[Task instructions]: Which rows below contain the string "window", with matching case? Copy each of those rows in full.

[Material provided]:

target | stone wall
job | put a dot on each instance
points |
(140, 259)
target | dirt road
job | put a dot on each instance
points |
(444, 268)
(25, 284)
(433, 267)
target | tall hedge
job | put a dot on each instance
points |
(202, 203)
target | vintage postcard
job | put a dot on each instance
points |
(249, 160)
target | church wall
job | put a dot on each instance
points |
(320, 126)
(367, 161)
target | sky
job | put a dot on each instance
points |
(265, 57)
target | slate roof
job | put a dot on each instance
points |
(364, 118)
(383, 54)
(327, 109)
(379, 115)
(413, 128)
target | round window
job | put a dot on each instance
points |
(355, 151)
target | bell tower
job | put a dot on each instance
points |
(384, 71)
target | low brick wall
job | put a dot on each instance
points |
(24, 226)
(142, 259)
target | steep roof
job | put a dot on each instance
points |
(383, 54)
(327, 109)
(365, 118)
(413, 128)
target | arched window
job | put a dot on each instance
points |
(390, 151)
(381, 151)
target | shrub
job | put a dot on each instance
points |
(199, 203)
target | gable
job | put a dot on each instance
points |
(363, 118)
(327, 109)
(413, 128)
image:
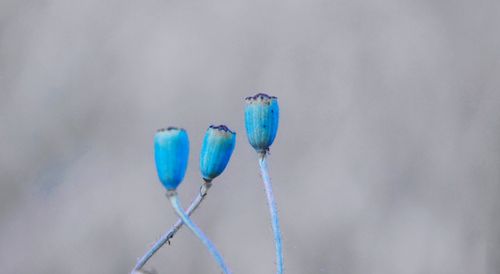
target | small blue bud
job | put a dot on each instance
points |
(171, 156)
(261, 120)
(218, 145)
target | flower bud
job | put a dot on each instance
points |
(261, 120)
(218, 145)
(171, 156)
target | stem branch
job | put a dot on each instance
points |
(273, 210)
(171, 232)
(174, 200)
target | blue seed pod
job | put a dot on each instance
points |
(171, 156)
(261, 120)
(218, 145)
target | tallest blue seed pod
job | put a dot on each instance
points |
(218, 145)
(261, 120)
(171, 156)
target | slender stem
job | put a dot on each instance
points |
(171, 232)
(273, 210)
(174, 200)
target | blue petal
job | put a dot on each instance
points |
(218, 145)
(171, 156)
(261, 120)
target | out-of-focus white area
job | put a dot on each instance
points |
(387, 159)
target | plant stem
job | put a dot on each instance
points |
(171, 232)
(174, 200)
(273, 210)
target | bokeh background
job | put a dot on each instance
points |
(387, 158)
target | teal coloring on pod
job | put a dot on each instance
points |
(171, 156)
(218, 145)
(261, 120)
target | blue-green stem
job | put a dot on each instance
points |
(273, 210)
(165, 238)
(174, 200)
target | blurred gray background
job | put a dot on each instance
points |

* * *

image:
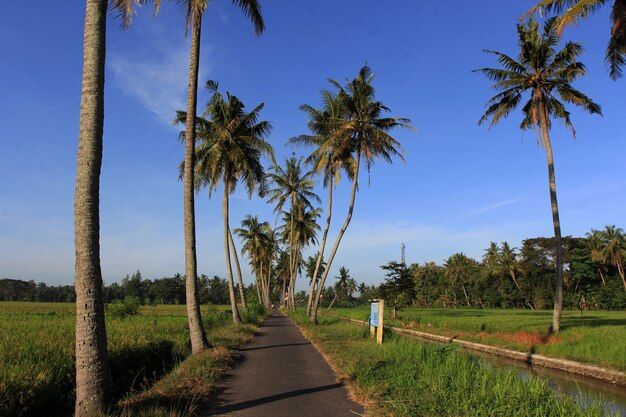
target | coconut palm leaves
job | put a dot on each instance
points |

[Full response]:
target | round window
target | arched window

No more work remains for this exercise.